Extract provided |
——

So this could be interesting – Stephen Kerr is a British Conservative politician who has been a Member of Parliament (MP) since June 2017. He’s also a fellow Mormon, including serving as the “National Priesthood Chairman of the Public Affairs Committee for the Church of Jesus Christ of Latter-day Saints,” and creating a Stregic Plan for Great Britian. The Sunday Herald is reporting that “gay men were ‘outed’ by homophobic church leaders when Kerr was a high-ranking figure in the church,” and has called on Kerr to clarify whether or not he supports equality.This is a continuing back-and-forth between Kerr and the Herald, and will be interesting to see if they continue to pursue Kerr.
From MyLA.com: “Police Monday sought the public’s help in tracking down an approximately 50-year-old man who sexually assaulted a girl outside a church in Riverside. The attack occurred about 2:30 p.m. Sunday in a trash bin area outside the Church of Jesus Christ of Latter-day Saints at 5900 Grand Ave. “The investigation determined a juvenile female victim was pulled into an enclosed dumpster area by an unknown adult male suspect,” police said. “After a sexual assault occurred, the victim was able to get away from the suspect.””
Today in history, Joseph Smith and Hyrum Smith were assassinated at Carthage Jail (1844) via the Boston Globe
Mormons Behaving Badly: “An 81-year-old Orem karate instructor who encouraged young men to get their Eagle Scout awards and go on Mormon missions was charged Monday with sex crimes against a 14-year-old girl. Kenneth Higa is charged in 4th District Court with two counts of object rape, a first-degree felony, and two counts of sex abuse of a minor, a third-degree felony. On four occasions between Dec. 1, 2016 and June 25, Higa inappropriately touched one of his students while giving her a massage during private karate lessons, according to charging documents.”

——

Task set |
A: Output everything in the news roundup from "So this could" down to "to pursue Kerr.".
B: Does each statement agree with the news roundup? For each, answer yes or no and quote the words that decide it.
(i) Stephen Kerr has been a Member of Parliament since June 2017.
(ii) The attack outside the church in Riverside happened in the morning.
(iii) Kenneth Higa is charged with two counts of object rape.
C: Supply the next part of the news roundup about Latter-day Saints, starting after its last sentence.

Listed entries |
——

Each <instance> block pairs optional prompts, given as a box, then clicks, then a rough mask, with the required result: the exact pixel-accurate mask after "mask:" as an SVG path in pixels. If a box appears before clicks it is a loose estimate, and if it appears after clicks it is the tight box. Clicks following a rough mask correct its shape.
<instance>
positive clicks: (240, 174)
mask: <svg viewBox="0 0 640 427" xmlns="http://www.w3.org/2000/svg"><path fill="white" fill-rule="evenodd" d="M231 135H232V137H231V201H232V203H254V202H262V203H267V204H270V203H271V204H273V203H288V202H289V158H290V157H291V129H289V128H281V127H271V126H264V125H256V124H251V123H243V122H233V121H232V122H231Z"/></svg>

——

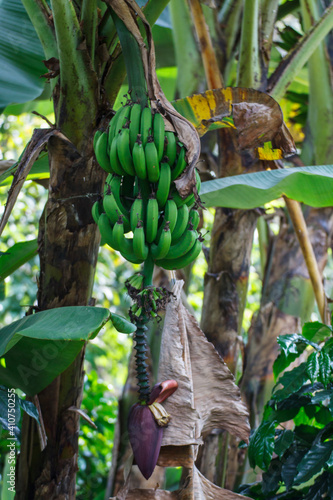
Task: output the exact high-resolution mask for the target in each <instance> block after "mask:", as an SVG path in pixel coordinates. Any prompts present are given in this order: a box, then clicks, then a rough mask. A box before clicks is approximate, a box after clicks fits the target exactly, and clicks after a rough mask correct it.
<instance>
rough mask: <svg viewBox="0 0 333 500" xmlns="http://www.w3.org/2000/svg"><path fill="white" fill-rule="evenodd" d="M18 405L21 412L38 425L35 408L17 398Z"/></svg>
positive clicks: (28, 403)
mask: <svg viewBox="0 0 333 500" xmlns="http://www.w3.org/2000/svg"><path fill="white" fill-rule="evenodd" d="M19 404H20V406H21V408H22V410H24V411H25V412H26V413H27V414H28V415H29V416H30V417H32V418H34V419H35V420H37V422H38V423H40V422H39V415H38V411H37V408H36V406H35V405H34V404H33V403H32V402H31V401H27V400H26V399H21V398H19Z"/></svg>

——

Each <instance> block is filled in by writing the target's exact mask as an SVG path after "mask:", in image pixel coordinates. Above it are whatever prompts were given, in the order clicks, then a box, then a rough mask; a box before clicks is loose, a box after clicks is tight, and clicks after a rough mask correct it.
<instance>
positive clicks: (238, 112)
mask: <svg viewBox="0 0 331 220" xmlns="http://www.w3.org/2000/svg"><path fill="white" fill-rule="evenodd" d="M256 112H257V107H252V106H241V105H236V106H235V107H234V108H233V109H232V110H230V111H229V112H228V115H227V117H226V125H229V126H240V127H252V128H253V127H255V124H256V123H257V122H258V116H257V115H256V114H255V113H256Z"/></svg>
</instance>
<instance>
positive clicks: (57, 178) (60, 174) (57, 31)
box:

——

Written answers |
A:
So this could be interesting – Stephen Kerr is a British Conservative politician who has been a Member of Parliament (MP) since June 2017. He’s also a fellow Mormon, including serving as the “National Priesthood Chairman of the Public Affairs Committee for the Church of Jesus Christ of Latter-day Saints,” and creating a Stregic Plan for Great Britian. The Sunday Herald is reporting that “gay men were ‘outed’ by homophobic church leaders when Kerr was a high-ranking figure in the church,” and has called on Kerr to clarify whether or not he supports equality.This is a continuing back-and-forth between Kerr and the Herald, and will be interesting to see if they continue to pursue Kerr.

B:
(i) Yes: "has been a Member of Parliament (MP) since June 2017"
(ii) No: "The attack occurred about 2:30 p.m. Sunday"
(iii) Yes: "two counts of object rape, a first-degree felony"

C:
Sister Barbara Ann Woodhead Winder, former Relief Society general president for The Church of Jesus Christ of Latter-day Saints, died on June 25, at the age of 86.
For those of you in New York City, the first “Mormon Arts Center Festival” will take place this year from June 29 – July 1. The Deseret News has highlights of some of the art and artists to be featured.
A woman uses social media on her laptop
Mormons on social media can be both fun and awful. If you want to see some of the best and worst, check out the hashtags provided by the Mormon Hub
Richard NW Lambert, vice chairman of Mormon Historic Sites and a retired assistant United States attorney, makes the pitch in the Deseret News that George A. Smith “desereves to be remembered and celebrated.” Lambert goes through Smith’s history both in the Utah legislature (19 years) and his Mormon history. A great bit of history from a great scholar.
Fellow Mormon and U.S. Senator Jeff Flake (R-Arizona) announced on Twitter yesterday his father, Dean Flake, passed away at the age of 85.
Homelessness in Utah is becoming more and more of a talking point – we covered some of the passionate town hall meetings happening early in 2017 (or was it late 2016? I should really be covering Mormon news more…) in Utah regarding homeless shelters in certain cities, and Jon Ogden (writing in the Deseret News) weighs in on the moral imperative to helping the homeless.